= Data records =
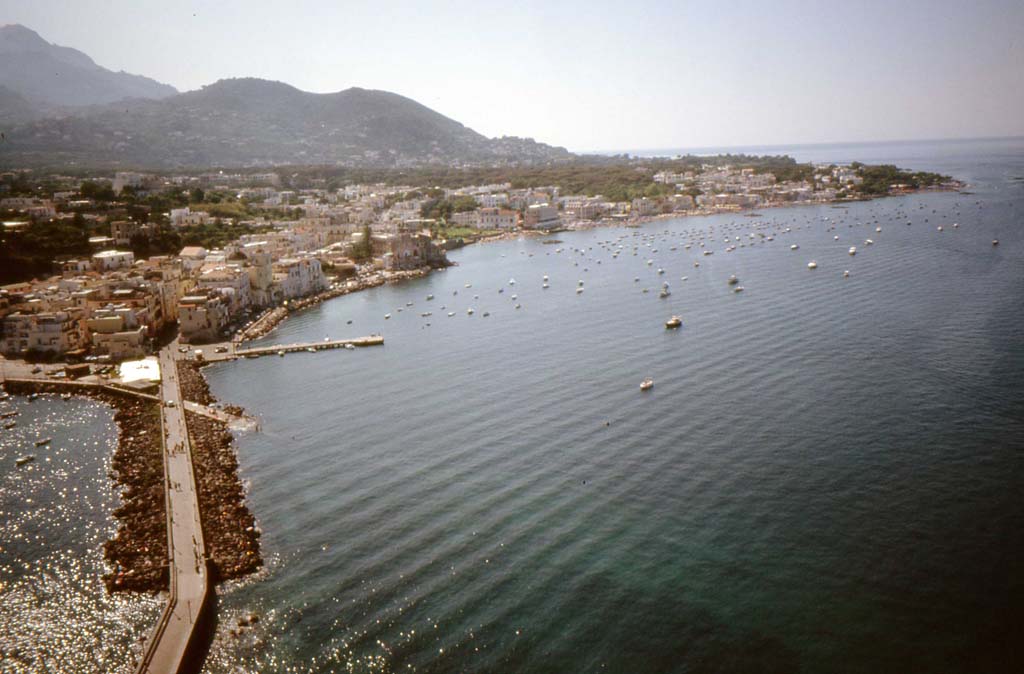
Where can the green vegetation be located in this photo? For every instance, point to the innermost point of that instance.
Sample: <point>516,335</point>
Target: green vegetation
<point>879,179</point>
<point>31,253</point>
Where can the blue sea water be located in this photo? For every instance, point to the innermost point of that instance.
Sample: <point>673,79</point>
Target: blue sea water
<point>825,476</point>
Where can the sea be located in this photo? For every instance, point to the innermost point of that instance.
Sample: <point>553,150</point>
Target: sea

= EXERCISE REQUIREMENTS =
Could you give again exactly the lines from the line containing "Where can the sea" through the final line of the data above, and no others?

= SOLUTION TO THE PROBLEM =
Where can the sea be located in this photo? For every instance, point to the innermost point of that instance.
Sample: <point>553,150</point>
Target: sea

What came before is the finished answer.